### PAGE EXTRACT:
========================================================================
EPA Should Encourage, Not Discourage, The Acceleration of Advanced Recycling
Technical and Legal Analysis Demonstrates Advanced Recycling Is Not Waste Incineration
WASHINGTON, D.C. (December 16, 2021) – America’s plastic makers today submitted comments to the Environmental Protection Agency (EPA) regarding the Agency’s advanced notice of proposed rulemaking on advanced recycling.
Regulating advanced recycling1 as incineration would contradict the very definition and established EPA interpretations of “incineration,” and it would hinder progress towards increasing plastics recycling and achieving a circular economy.
Advanced recycling is critical to realizing sustainability and recycling goals, including the EPA’s goal of recycling 50% of post-use materials by 2030 and America’s plastic makers’ goal of reusing, recycling, or recovering all U.S. plastic packaging by 2040. EPA’s National Recycling Strategy, released last month, recognizes the potential of advanced recycling technologies to transform plastic recycling rates in the U.S. Regulating these technologies as solid waste incineration would be a step backwards.
========================================================================
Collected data
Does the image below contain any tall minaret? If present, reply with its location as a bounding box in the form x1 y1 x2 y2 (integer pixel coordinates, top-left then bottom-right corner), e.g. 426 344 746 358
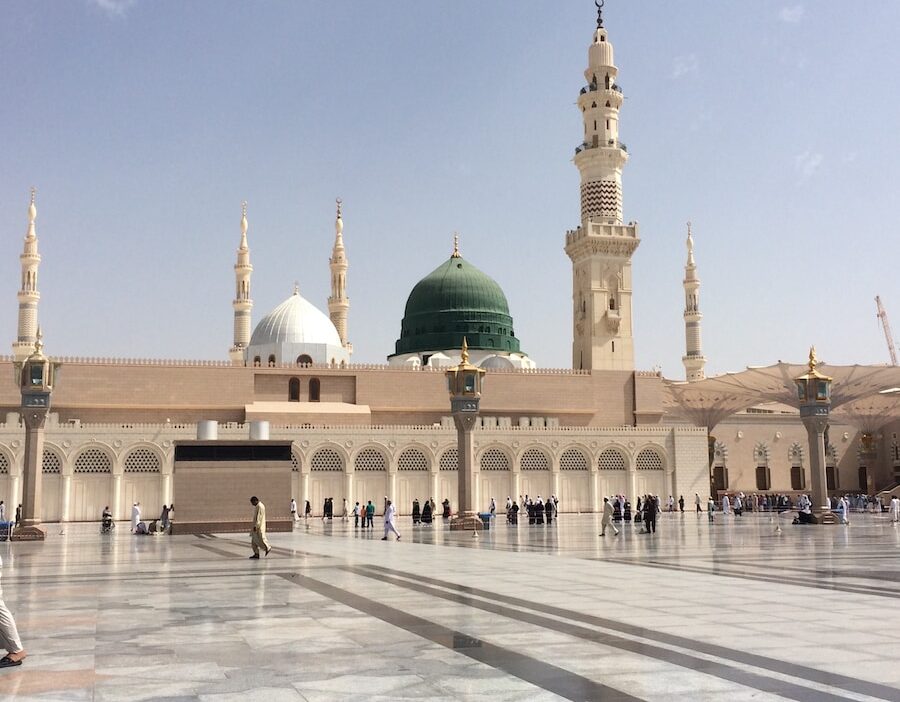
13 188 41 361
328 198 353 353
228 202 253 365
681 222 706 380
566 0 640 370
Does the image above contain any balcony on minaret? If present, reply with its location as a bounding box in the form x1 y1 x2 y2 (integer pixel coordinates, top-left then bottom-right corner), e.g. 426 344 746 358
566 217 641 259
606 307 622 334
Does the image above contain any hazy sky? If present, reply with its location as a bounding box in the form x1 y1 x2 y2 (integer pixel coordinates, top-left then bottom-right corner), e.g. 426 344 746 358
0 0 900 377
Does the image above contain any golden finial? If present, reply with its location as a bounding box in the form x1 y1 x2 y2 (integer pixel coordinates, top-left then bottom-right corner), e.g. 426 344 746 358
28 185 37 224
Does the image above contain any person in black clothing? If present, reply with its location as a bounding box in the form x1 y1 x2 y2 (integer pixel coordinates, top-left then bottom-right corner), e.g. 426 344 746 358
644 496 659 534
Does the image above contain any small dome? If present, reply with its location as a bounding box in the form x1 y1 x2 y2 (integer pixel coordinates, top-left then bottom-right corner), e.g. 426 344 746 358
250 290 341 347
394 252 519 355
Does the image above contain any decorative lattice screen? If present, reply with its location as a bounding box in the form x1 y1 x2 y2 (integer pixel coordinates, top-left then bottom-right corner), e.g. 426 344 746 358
========================================================================
### TASK A:
Print from the press release on advanced recycling the passage that begins at the words that contain "EPA Should Encourage, Not" and stops after "a circular economy.".
### TASK B:
According to the press release on advanced recycling, on what date did America's plastic makers submit their comments to the EPA?
### TASK C:
List every action named in the press release on advanced recycling as part of America's plastic makers' goal for all U.S. plastic packaging by 2040.

### WRITTEN REPLY A:
EPA Should Encourage, Not Discourage, The Acceleration of Advanced Recycling
Technical and Legal Analysis Demonstrates Advanced Recycling Is Not Waste Incineration
WASHINGTON, D.C. (December 16, 2021) – America’s plastic makers today submitted comments to the Environmental Protection Agency (EPA) regarding the Agency’s advanced notice of proposed rulemaking on advanced recycling.
Regulating advanced recycling1 as incineration would contradict the very definition and established EPA interpretations of “incineration,” and it would hinder progress towards increasing plastics recycling and achieving a circular economy.

### WRITTEN REPLY B:
December 16, 2021

### WRITTEN REPLY C:
Reusing, recycling, recovering